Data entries
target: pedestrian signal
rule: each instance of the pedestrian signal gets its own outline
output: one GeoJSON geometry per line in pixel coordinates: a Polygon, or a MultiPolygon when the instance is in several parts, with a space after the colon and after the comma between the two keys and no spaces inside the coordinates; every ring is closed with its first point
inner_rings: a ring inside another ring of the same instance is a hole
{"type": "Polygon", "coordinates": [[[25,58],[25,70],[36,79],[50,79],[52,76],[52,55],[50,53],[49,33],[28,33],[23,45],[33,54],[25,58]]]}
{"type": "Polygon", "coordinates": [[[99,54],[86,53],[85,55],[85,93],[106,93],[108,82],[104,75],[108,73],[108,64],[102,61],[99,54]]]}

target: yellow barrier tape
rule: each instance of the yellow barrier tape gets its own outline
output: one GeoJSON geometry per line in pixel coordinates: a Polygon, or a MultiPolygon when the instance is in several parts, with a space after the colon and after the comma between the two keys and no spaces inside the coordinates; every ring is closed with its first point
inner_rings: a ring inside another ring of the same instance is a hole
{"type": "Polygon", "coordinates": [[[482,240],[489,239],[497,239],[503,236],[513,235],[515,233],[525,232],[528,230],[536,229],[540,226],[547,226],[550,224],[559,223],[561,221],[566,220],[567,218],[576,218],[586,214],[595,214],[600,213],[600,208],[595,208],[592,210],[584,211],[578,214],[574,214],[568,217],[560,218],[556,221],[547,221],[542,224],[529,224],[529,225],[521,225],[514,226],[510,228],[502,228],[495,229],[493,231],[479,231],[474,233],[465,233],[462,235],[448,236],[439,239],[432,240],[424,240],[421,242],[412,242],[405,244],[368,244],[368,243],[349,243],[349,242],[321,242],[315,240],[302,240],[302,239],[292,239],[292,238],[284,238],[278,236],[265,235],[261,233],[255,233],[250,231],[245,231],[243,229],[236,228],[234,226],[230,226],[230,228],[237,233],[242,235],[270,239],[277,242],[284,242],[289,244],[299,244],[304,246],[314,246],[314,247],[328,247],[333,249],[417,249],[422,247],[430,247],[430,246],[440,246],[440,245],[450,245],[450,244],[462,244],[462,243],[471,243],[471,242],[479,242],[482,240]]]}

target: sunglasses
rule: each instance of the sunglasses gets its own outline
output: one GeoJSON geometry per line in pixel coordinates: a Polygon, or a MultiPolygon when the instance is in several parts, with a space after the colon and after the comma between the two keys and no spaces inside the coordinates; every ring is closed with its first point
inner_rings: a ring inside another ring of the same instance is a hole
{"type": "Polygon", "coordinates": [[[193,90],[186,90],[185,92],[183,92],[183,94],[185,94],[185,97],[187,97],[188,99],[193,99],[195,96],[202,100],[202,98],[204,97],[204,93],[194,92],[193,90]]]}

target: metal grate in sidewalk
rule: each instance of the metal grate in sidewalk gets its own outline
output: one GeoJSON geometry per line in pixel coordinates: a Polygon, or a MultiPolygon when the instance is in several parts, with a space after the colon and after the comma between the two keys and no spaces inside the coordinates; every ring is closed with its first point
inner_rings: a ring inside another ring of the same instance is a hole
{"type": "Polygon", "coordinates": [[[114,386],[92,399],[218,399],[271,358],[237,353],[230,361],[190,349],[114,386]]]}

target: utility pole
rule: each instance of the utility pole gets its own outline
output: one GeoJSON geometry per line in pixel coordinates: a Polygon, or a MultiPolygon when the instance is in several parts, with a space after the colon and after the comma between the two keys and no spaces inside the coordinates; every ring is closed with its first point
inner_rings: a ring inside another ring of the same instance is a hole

Task to complete:
Reproduce the data entries above verbatim, every line of them.

Finished answer:
target: pedestrian signal
rule: each instance of the pedestrian signal gets its own outline
output: one GeoJSON geometry per line in pixel coordinates: a Polygon, or a MultiPolygon when the instance is in several parts, with a space after the colon and after the comma between the two keys and no spaces inside the coordinates; every ring is closed with its first point
inner_rings: a ring inside another ring of the same instance is a hole
{"type": "Polygon", "coordinates": [[[25,58],[25,70],[36,79],[50,79],[52,76],[52,55],[50,53],[49,33],[28,33],[23,45],[33,54],[25,58]]]}
{"type": "Polygon", "coordinates": [[[99,54],[86,53],[85,55],[85,93],[106,93],[108,82],[104,75],[108,73],[108,64],[102,61],[99,54]]]}

target: yellow barrier tape
rule: each instance of the yellow barrier tape gets its own outline
output: one GeoJSON geometry per line in pixel coordinates: a Polygon, or a MultiPolygon when the instance is in several parts, with a space after the colon and after the comma between the two keys and no spaces inside the coordinates; every ring is closed with its first point
inner_rings: a ring inside another ring of the same instance is a hole
{"type": "Polygon", "coordinates": [[[482,240],[489,239],[497,239],[503,236],[513,235],[515,233],[525,232],[528,230],[536,229],[540,226],[547,226],[550,224],[559,223],[561,221],[566,220],[567,218],[576,218],[586,214],[595,214],[600,213],[600,208],[595,208],[592,210],[584,211],[578,214],[574,214],[568,217],[560,218],[556,221],[547,221],[542,224],[529,224],[529,225],[521,225],[514,226],[510,228],[502,228],[495,229],[493,231],[479,231],[474,233],[465,233],[462,235],[448,236],[439,239],[432,240],[424,240],[421,242],[412,242],[405,244],[368,244],[368,243],[349,243],[349,242],[321,242],[315,240],[302,240],[302,239],[292,239],[292,238],[284,238],[278,236],[265,235],[261,233],[255,233],[250,231],[245,231],[243,229],[236,228],[234,226],[230,226],[230,228],[237,233],[242,235],[270,239],[277,242],[284,242],[289,244],[299,244],[304,246],[314,246],[314,247],[328,247],[333,249],[417,249],[422,247],[430,247],[430,246],[440,246],[440,245],[450,245],[450,244],[462,244],[462,243],[471,243],[471,242],[479,242],[482,240]]]}

target: sunglasses
rule: each instance of the sunglasses gets its own outline
output: one GeoJSON geometry per line in pixel coordinates: a Polygon, or a MultiPolygon when the instance is in several parts, with a space after the colon and after the comma between the two keys and no spaces inside the coordinates; every ring is closed with its first point
inner_rings: a ring inside another ring of the same instance is a hole
{"type": "Polygon", "coordinates": [[[193,90],[186,90],[185,92],[183,92],[183,94],[185,94],[185,97],[187,97],[188,99],[193,99],[195,96],[202,100],[202,98],[204,97],[204,93],[194,92],[193,90]]]}

target: metal grate in sidewalk
rule: each instance of the metal grate in sidewalk gets its own outline
output: one GeoJSON geometry per line in pixel coordinates: a Polygon, or a MultiPolygon when the instance is in several parts, with a space after the colon and after the comma between the two keys and no spaces inside the coordinates; every ring is closed with its first point
inner_rings: a ring inside another ring of the same instance is a hole
{"type": "Polygon", "coordinates": [[[114,386],[92,399],[218,399],[271,358],[237,353],[230,361],[190,349],[114,386]]]}

target: utility pole
rule: each instance of the utility pole gets its own outline
output: one GeoJSON geometry per line in pixel coordinates: a Polygon, or a MultiPolygon when the instance is in several parts, with a space after the colon and after the comma between the two keys and no spaces inside the coordinates; every ring is closed with its first point
inner_rings: a ring inside another ring of the same instance is a hole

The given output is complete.